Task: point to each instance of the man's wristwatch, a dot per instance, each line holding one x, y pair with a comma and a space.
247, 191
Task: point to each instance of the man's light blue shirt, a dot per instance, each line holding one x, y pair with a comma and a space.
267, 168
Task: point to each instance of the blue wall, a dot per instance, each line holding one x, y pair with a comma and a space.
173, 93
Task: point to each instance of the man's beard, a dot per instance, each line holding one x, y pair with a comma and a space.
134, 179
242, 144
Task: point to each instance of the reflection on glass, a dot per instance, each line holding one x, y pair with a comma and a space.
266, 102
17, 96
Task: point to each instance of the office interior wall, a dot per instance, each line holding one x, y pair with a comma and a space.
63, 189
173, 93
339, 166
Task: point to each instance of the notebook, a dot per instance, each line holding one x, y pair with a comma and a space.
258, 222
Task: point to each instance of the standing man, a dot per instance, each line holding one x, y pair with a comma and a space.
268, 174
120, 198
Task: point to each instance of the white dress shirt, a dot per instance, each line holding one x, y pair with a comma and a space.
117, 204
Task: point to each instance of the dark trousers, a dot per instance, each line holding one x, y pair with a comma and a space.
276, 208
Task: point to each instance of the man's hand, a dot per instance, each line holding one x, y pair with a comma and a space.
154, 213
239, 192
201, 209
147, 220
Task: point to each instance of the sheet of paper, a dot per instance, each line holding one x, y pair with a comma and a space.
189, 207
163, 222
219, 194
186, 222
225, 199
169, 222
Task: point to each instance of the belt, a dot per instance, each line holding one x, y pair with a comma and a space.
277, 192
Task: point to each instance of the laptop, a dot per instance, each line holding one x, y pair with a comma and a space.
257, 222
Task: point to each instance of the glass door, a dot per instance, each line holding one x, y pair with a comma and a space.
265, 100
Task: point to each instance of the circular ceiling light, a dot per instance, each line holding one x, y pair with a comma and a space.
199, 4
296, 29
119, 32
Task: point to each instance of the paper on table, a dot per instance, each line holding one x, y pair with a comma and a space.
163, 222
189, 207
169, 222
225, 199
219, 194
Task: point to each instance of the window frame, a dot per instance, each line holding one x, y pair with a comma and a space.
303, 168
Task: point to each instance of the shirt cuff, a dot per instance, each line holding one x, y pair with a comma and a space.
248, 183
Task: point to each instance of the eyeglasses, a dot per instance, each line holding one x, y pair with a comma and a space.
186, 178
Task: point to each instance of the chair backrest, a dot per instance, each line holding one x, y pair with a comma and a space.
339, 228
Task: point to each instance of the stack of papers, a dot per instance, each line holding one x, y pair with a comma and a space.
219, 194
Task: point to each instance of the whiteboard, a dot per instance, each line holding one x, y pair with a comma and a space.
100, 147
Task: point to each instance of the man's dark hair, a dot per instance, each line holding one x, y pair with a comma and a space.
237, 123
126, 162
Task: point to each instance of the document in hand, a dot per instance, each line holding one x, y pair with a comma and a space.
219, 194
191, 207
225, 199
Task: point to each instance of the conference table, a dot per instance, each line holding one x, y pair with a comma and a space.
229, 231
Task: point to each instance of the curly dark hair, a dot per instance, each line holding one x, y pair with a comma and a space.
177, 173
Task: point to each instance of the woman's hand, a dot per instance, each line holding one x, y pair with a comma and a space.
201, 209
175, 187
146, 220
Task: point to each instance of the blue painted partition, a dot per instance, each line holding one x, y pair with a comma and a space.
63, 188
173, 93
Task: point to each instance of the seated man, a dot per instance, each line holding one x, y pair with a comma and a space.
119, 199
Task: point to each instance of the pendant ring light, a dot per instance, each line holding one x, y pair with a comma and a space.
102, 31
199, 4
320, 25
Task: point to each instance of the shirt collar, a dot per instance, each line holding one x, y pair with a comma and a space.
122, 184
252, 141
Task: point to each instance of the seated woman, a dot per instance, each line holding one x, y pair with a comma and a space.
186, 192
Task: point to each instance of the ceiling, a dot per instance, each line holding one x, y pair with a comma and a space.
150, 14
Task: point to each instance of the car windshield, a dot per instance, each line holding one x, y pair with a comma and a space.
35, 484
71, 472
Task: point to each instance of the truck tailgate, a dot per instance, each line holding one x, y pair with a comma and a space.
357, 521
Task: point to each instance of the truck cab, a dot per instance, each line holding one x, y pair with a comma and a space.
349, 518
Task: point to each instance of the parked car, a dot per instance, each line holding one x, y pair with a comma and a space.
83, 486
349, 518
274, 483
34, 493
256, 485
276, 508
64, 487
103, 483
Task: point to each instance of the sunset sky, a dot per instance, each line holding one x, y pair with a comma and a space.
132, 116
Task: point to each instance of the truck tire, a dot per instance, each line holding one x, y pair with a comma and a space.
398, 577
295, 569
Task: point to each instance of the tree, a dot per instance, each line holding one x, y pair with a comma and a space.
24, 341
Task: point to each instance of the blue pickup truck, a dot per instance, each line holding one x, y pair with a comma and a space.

_ _ _

▶ [EXERCISE DESCRIPTION] Copy all of the records above verbatim, line by line.

▶ [SOLUTION]
Task: point to each instance of the man's wristwatch, a dot per instance, each line holding one x, y pair with a comma and a space.
247, 191
Task: point to each instance of the man's light blue shirt, a dot per instance, each line holding one x, y pair with a comma and a space.
267, 168
Task: point to each instance of the blue wall, a dot per instance, each line holding one x, y pair with a comma and a space.
173, 93
Task: point to each instance of the man's beard, a dot per instance, each line holding one x, y pair with a comma and a space.
134, 179
242, 144
Task: point to each instance of the reflection on glass, a dot per instance, each line holding one x, y pair with a comma and a space.
266, 102
17, 96
Task: point to each instance of the office interior wall, a dot per instance, each line holding one x, y pair with a comma and a space.
63, 189
173, 93
339, 166
Task: point to each instance of the notebook, a dot per instance, each line holding one x, y pair with a comma and a space.
258, 222
Task: point to each instance of the standing man, a dot per instance, each line holding one x, y pair with a comma and a space.
268, 174
120, 198
Task: point to each instance of the white dress shirt, a dot per instance, each line holding one x, y pair with a comma and a space.
117, 204
Task: point to each instance of the dark trousers, a dot per instance, each line holding one x, y pair with a comma and a space.
276, 208
Task: point to each instance of the man's hand, a dot per instance, each line holding one x, y pair with a comma and a space.
154, 213
239, 192
201, 209
147, 220
Task: point to each instance of the sheet of paper, a dot per instance, each line holding one x, y pair with a comma and a space.
189, 207
163, 222
219, 194
186, 222
225, 199
169, 222
Task: point to each instance of the belt, a dot per instance, each line holding one x, y pair with a comma and a space.
277, 192
Task: point to each instance of the laptop, a dot per instance, each line holding one x, y pair with a comma and a space.
257, 222
Task: point to each instance of the glass door, a dot per instance, each line holding one x, y pair with a comma and a space.
265, 100
Task: point to each instance of the circular ceiling light, a dot per instance, each line holding one x, y pair with a comma and a space.
199, 4
296, 29
119, 32
Task: point to each instance of the paper on table, a dot per instance, each line holding one x, y pair with a comma and a space.
163, 222
189, 207
169, 222
225, 199
219, 194
Task: point to each instance of the window frame, a dot per instance, each line holding one x, y pair with a comma and a space.
303, 168
Task: point to each instance of the shirt cuff, a dot per instance, each line holding one x, y pair with a comma and a space.
248, 183
Task: point to each instance of the eyeglasses, a dot per instance, each line holding one x, y pair with a comma and a space.
186, 178
Task: point to each instance of the chair backrest, a dot per instance, each line holding one x, y pair with a comma and a space.
339, 228
Task: point to each instance of the stack of papers, a dot per instance, each line holding one x, y pair with a comma and a space.
219, 194
Task: point to each instance of the whiteboard, a dot per instance, each line holding one x, y pair with a comma and a space.
100, 147
Task: point to each instance of the man's dark hair, a dot per instance, each line holding one x, y pair with a comma and a space.
237, 123
126, 162
Task: point to each instance of the document in hand, a dot per instance, each line holding one x, y pair with a comma and a space.
219, 194
191, 207
225, 199
Task: point to each instance of the conference table, a dot per instance, each line holding one x, y pair with a comma and a space.
229, 231
Task: point to each instance of the curly dark hair, a dot per instance, each line holding one x, y pair with a comma and a space.
177, 173
Task: point to each instance of the woman's hand, a dot per instance, each line holding one x, y pair with a comma and a space.
201, 209
175, 187
146, 220
Task: point to each instance of the blue painted partition, a dot per instance, each line holding one x, y pair with a comma and a space.
63, 188
173, 93
Task: point to each instance of the seated man, a dot per instance, each line holding one x, y pair with a comma and a space.
119, 199
Task: point to each instance of the pendant ring light, a dot per instance, each line holding one x, y pair with a comma and a space.
102, 31
199, 4
320, 25
Task: point to each instance of the shirt collar, a dot per instance, each line holding one x, y pair with a comma and a space.
122, 184
252, 141
Task: point to each instance of the seated woman, a dot per instance, each line holding one x, y pair with a comma and a space.
186, 192
Task: point to each instance of the ceiling, a dot per instance, each line holding one x, y pair with a comma and a space.
150, 14
Task: point to each instance of the car windshield, a dot per instance, each line holding one x, y pair with a comma and a space.
35, 484
71, 472
Task: point to each instance of the truck tailgate, a dot per instance, each line holding one x, y pair with a comma and a space.
357, 521
Task: point to each instance of the truck cab, a dot per instance, each line holding one x, y pair with a comma and a space.
349, 518
Task: point to each instance of the parked car, a dot per instance, each line holding one x, y pair with a comma and a space.
83, 486
349, 518
274, 483
34, 493
256, 485
276, 508
64, 487
103, 483
Task: point to each instance of the sunset sky, a dot per instance, each line holding one x, y pair with a comma and a space.
132, 116
Task: point to each instance of the truck tire, a dot per instance, each line holding one x, y pair with a comma and a space.
398, 577
295, 569
Task: point to each instance of the tree, a dot per instance, each line holding one x, y pair with a comma and a space.
24, 341
Task: point to each instance of the blue pickup truck, a dot per instance, each line holding one x, y pair with a comma and a space.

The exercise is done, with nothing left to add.